Most popular multi-chapter: .............................wow um apparently it’s Gilded of all things.  That...is not what I was expecting.  Talk about getting a hardcore kick in the patooty about finishing that.  TO EVERYONE’S MISERY.
Favorite story you wrote: Love Thy Enemy, man.  It was like giving literary birth.  The one damn fic I was carrying around in one form or another since before 2002.  Finally getting at least SOME of it out was the most satisfying thing ever (after tearing my hair out over how frickin’ difficult it was).
Story you were nervous to post: Before I deleted it, that would’ve gone to “A Path of Embers,” mainly because I had a big dilemma over how to tag for content without spoiling the ending, but now it’s Gilded, lol.  I mean, I’m making a freaking horror riff off of The Crystal Star, ffs.  The original novel was already terribad and here I am, a chaotic dumbass, trying to make it worse!!!
How do you choose your titles: either a line lifted from the fic itself, or Something Pretentious™, or something that fits the overall theme (a good example of the last one would be the Glimpses series; since it was meant to be snippets of the OT gang in a sort of angsty-fluffy-slice-of-life sense I went with lines from Ecclesiastes, which are also featured in the song Turn! Turn! Turn!)
Do you outline: BRO DO I EVEN OUTLINE no no I do not.  XD  Instead I tend to build soundtrack playlists for bigger fics to act as an audio outline/storyboard.

(Saved data entries)
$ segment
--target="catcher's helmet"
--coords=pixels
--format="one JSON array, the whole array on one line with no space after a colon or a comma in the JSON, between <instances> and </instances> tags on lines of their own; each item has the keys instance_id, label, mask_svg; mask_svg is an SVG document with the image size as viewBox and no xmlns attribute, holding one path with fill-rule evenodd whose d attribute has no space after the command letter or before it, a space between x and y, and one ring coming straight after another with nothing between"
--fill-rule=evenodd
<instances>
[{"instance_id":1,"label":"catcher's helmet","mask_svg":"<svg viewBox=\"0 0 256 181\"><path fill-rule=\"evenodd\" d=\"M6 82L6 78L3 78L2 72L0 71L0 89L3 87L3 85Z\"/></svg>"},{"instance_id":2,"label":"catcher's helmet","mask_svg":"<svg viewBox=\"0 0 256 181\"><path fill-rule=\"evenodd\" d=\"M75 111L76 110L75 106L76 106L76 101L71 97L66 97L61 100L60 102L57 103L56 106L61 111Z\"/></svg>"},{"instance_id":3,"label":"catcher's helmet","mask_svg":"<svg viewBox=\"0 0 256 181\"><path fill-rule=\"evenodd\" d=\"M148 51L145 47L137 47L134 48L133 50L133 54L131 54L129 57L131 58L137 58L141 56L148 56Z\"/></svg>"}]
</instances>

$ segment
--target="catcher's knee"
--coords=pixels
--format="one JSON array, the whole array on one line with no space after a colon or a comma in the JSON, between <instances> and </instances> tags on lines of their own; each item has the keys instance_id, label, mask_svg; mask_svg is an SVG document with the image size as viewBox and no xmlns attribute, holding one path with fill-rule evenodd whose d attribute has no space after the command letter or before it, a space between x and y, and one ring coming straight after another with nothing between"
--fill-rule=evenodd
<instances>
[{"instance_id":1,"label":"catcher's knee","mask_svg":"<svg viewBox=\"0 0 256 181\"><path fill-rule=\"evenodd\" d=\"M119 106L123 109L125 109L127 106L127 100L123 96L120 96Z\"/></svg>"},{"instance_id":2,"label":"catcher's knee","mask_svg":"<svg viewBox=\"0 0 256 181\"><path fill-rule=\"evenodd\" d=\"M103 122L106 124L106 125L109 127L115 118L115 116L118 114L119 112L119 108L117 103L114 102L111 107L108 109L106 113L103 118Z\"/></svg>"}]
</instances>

Work required ::
Retype the section of the writing questionnaire that opens with the words containing "Story you were" and closes with "Turn! Turn! Turn!)".

Exercise answer ::
Story you were nervous to post: Before I deleted it, that would’ve gone to “A Path of Embers,” mainly because I had a big dilemma over how to tag for content without spoiling the ending, but now it’s Gilded, lol.  I mean, I’m making a freaking horror riff off of The Crystal Star, ffs.  The original novel was already terribad and here I am, a chaotic dumbass, trying to make it worse!!!
How do you choose your titles: either a line lifted from the fic itself, or Something Pretentious™, or something that fits the overall theme (a good example of the last one would be the Glimpses series; since it was meant to be snippets of the OT gang in a sort of angsty-fluffy-slice-of-life sense I went with lines from Ecclesiastes, which are also featured in the song Turn! Turn! Turn!)